BRIEF:
Make an exact copy of every entry, leaving the pictures out.

===== INFORMATION GIVEN =====

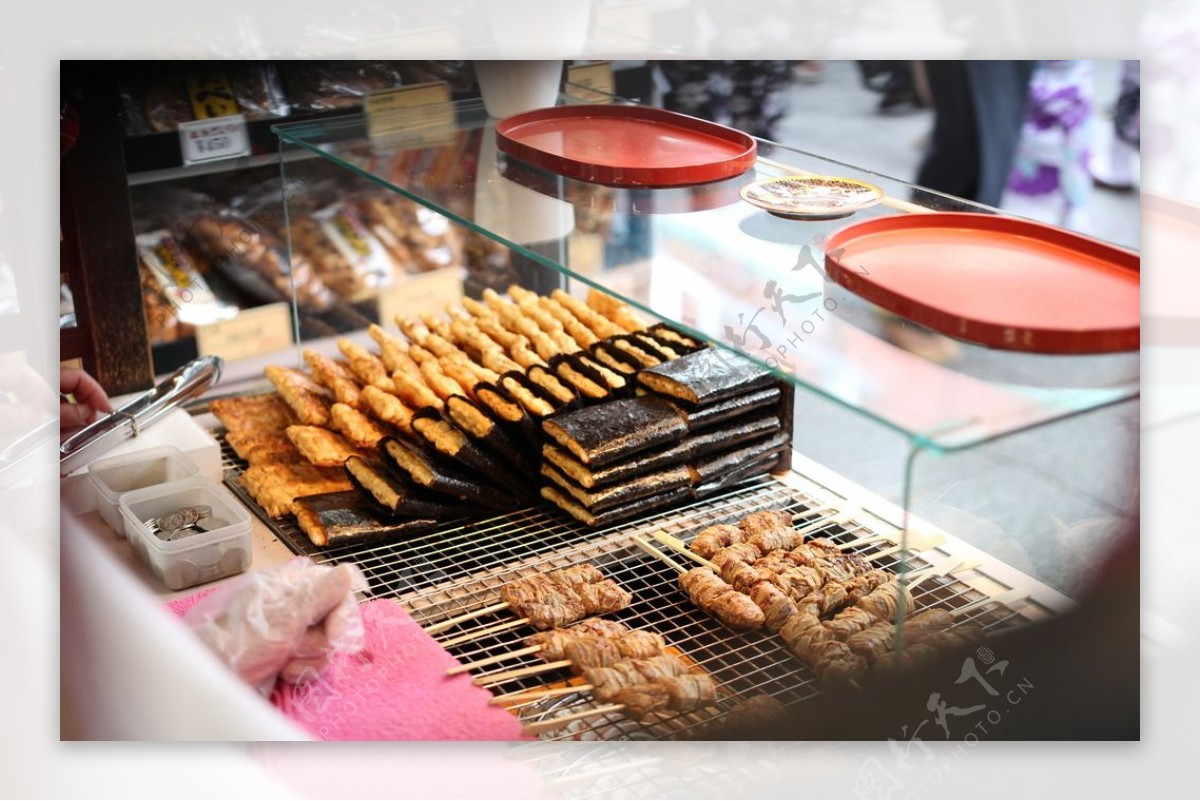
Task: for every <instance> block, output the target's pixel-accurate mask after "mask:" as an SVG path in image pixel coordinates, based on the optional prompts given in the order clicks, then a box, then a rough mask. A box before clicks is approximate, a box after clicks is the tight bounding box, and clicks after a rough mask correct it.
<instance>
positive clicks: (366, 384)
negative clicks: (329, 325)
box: [337, 337, 396, 392]
mask: <svg viewBox="0 0 1200 801" xmlns="http://www.w3.org/2000/svg"><path fill="white" fill-rule="evenodd" d="M337 349H338V350H340V351H342V355H343V356H346V359H347V360H349V362H350V371H353V373H354V375H355V378H358V380H359V383H361V384H364V385H370V386H378V387H379V389H380V390H383V391H385V392H395V391H396V386H395V384H392V380H391V371H389V369H388V367H386V365H384V363H383V360H382V359H380V357H379V356H376V355H374V354H373V353H371V351H370V350H367V349H366V348H364V347H362V345H360V344H358V343H356V342H350V341H349V339H347V338H344V337H342V338H340V339H338V341H337Z"/></svg>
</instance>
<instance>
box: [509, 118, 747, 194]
mask: <svg viewBox="0 0 1200 801" xmlns="http://www.w3.org/2000/svg"><path fill="white" fill-rule="evenodd" d="M496 144H497V146H498V147H499V149H500V151H503V152H505V153H508V155H510V156H514V157H516V158H520V159H521V161H524V162H528V163H530V164H535V165H538V167H542V168H545V169H548V170H552V171H554V173H558V174H560V175H565V176H568V177H574V179H578V180H581V181H588V182H592V183H604V185H606V186H638V187H667V186H688V185H691V183H707V182H709V181H719V180H721V179H726V177H732V176H734V175H740V174H742V173H745V171H746V170H748V169H750V168H751V167H754V163H755V155H756V152H757V147H756V145H755V140H754V138H752V137H750V135H748V134H745V133H742V132H740V131H734V130H733V128H727V127H725V126H724V125H716V124H715V122H708V121H706V120H697V119H696V118H692V116H685V115H683V114H676V113H673V112H665V110H662V109H658V108H646V107H642V106H558V107H554V108H544V109H536V110H533V112H524V113H522V114H514V115H512V116H508V118H505V119H503V120H500V121H499V122H498V124H497V126H496Z"/></svg>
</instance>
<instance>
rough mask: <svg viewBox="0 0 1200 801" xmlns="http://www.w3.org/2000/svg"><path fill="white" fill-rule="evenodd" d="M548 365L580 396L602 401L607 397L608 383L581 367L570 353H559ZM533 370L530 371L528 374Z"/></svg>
mask: <svg viewBox="0 0 1200 801" xmlns="http://www.w3.org/2000/svg"><path fill="white" fill-rule="evenodd" d="M550 367H551V369H553V371H554V374H556V375H558V378H560V379H562V380H563V381H564V383H565V384H566V385H568V386H570V387H571V389H572V390H575V391H576V392H577V393H578V395H580V397H582V398H587V399H588V401H602V399H604V398H607V397H608V385H607V384H605V383H604V379H602V378H600V375H599V374H596V373H595V372H594V371H592V369H589V368H587V367H583V366H582V365H580V363H578V361H576V360H574V359H571V354H559V355H558V356H554V357H553V359H551V360H550ZM532 373H533V371H530V374H532Z"/></svg>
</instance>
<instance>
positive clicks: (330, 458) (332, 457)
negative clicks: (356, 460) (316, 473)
mask: <svg viewBox="0 0 1200 801" xmlns="http://www.w3.org/2000/svg"><path fill="white" fill-rule="evenodd" d="M286 430H287V434H288V439H290V440H292V444H293V445H295V446H296V450H298V451H300V453H301V456H304V458H306V459H308V462H311V463H312V464H313V465H316V466H318V468H340V466H342V463H343V462H346V459H348V458H349V457H352V456H355V454H356V453H358V452H359V451H358V450H356V448H355V447H354V446H353V445H350V444H349V442H347V441H346V440H344V439H342V438H341V436H340V435H338V434H335V433H334V432H331V430H329V429H328V428H320V427H318V426H288V427H287V429H286Z"/></svg>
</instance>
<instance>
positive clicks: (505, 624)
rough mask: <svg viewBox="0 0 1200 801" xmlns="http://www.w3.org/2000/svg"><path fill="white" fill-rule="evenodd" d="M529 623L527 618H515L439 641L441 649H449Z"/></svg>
mask: <svg viewBox="0 0 1200 801" xmlns="http://www.w3.org/2000/svg"><path fill="white" fill-rule="evenodd" d="M527 622H529V619H528V618H517V619H516V620H509V621H506V622H503V624H496V625H494V626H488V627H486V628H480V630H479V631H474V632H469V633H467V634H463V636H462V637H455V638H452V639H446V640H439V644H440V645H442V648H450V646H451V645H461V644H462V643H469V642H470V640H473V639H479V638H480V637H487V636H488V634H499V633H500V632H505V631H508V630H510V628H516V627H517V626H524V625H526V624H527Z"/></svg>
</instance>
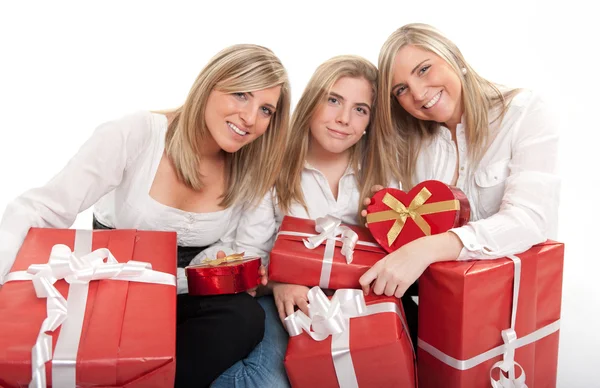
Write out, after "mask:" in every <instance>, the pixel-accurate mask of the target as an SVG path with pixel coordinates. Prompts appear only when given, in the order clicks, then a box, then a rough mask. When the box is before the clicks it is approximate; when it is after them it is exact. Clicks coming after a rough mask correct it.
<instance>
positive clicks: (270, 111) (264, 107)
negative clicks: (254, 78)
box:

=====

RESPONSE AREA:
Task: for every <instance> block, output the target's pixel-accurate mask after "mask:" as an SVG path in image pixel coordinates, based on the optional prompts given in the order clicks, then a box, then a rough mask. A box before clicks is approximate, a box after clicks is the tight bounding box, and clicks after a rough mask correct it.
<instance>
positive clicks: (366, 384)
negative clicks: (329, 325)
box: [337, 337, 396, 392]
mask: <svg viewBox="0 0 1200 801" xmlns="http://www.w3.org/2000/svg"><path fill="white" fill-rule="evenodd" d="M337 349H338V350H340V351H342V355H343V356H346V359H347V360H349V362H350V371H353V373H354V375H355V378H358V380H359V383H361V384H364V385H370V386H378V387H379V389H380V390H383V391H385V392H395V391H396V386H395V384H392V380H391V371H389V369H388V367H386V365H384V363H383V360H382V359H380V357H379V356H376V355H374V354H373V353H371V351H370V350H367V349H366V348H364V347H362V345H360V344H358V343H356V342H350V341H349V339H347V338H344V337H342V338H340V339H338V341H337Z"/></svg>
</instance>
<instance>
box: [509, 118, 747, 194]
mask: <svg viewBox="0 0 1200 801" xmlns="http://www.w3.org/2000/svg"><path fill="white" fill-rule="evenodd" d="M496 144H497V146H498V147H499V149H500V151H503V152H505V153H508V155H510V156H514V157H516V158H520V159H521V161H524V162H528V163H530V164H535V165H538V167H542V168H545V169H548V170H552V171H554V173H558V174H560V175H565V176H568V177H574V179H578V180H581V181H588V182H592V183H604V185H606V186H638V187H667V186H688V185H691V183H707V182H709V181H719V180H721V179H726V177H732V176H734V175H740V174H742V173H745V171H746V170H748V169H750V168H751V167H754V163H755V155H756V152H757V147H756V145H755V140H754V138H752V137H750V135H748V134H745V133H742V132H740V131H734V130H733V128H727V127H725V126H724V125H716V124H715V122H708V121H706V120H697V119H696V118H692V116H685V115H683V114H676V113H673V112H665V110H662V109H658V108H646V107H642V106H558V107H554V108H544V109H536V110H533V112H524V113H522V114H514V115H512V116H508V118H505V119H503V120H500V121H499V122H498V124H497V126H496Z"/></svg>
</instance>
<instance>
rough mask: <svg viewBox="0 0 1200 801" xmlns="http://www.w3.org/2000/svg"><path fill="white" fill-rule="evenodd" d="M548 365L580 396L602 401L607 397L608 383L581 367L570 353H559ZM533 370L530 371L528 374Z"/></svg>
mask: <svg viewBox="0 0 1200 801" xmlns="http://www.w3.org/2000/svg"><path fill="white" fill-rule="evenodd" d="M550 367H551V369H553V371H554V374H556V375H558V378H560V379H562V380H563V381H564V383H565V384H566V385H568V386H570V387H571V389H572V390H575V391H576V392H577V393H578V395H580V397H582V398H587V399H588V401H602V399H604V398H607V397H608V385H607V384H605V383H604V379H602V378H600V375H599V374H596V373H595V372H594V371H592V369H589V368H587V367H583V366H582V365H580V363H578V361H576V360H574V359H571V354H559V355H558V356H554V357H553V359H551V360H550ZM532 373H533V371H530V374H532Z"/></svg>
</instance>
<instance>
positive clicks: (330, 458) (332, 457)
negative clicks: (356, 460) (316, 473)
mask: <svg viewBox="0 0 1200 801" xmlns="http://www.w3.org/2000/svg"><path fill="white" fill-rule="evenodd" d="M286 430H287V434H288V439H290V440H292V444H293V445H295V446H296V450H298V451H300V453H301V456H304V458H306V459H308V462H311V463H312V464H313V465H316V466H318V468H340V466H342V463H343V462H346V459H348V458H349V457H352V456H355V454H356V453H358V452H359V451H358V450H356V448H355V447H354V446H353V445H350V444H349V442H347V441H346V440H344V439H342V438H341V436H340V435H338V434H335V433H334V432H331V430H329V429H328V428H320V427H318V426H288V427H287V429H286Z"/></svg>
</instance>
<instance>
positive clicks: (505, 624)
rough mask: <svg viewBox="0 0 1200 801" xmlns="http://www.w3.org/2000/svg"><path fill="white" fill-rule="evenodd" d="M529 623L527 618H515L439 641L441 649H449Z"/></svg>
mask: <svg viewBox="0 0 1200 801" xmlns="http://www.w3.org/2000/svg"><path fill="white" fill-rule="evenodd" d="M527 622H529V619H528V618H517V619H516V620H509V621H506V622H503V624H496V625H494V626H488V627H486V628H480V630H479V631H474V632H469V633H467V634H463V636H462V637H455V638H452V639H446V640H439V644H440V645H442V648H450V646H451V645H461V644H462V643H469V642H470V640H473V639H479V638H480V637H487V636H488V634H499V633H500V632H505V631H508V630H510V628H516V627H517V626H524V625H526V624H527Z"/></svg>
</instance>
Write out, after "mask:" in every <instance>, the pixel-accurate mask of the target as an SVG path with pixel coordinates. Prompts appear only when given, in the order clicks, then a box, then a rough mask. When the box is before the clicks it is approximate; when it is after them it is exact. Clicks coming after a rough mask correct it.
<instance>
positive clicks: (270, 111) (264, 107)
negative clicks: (254, 78)
box:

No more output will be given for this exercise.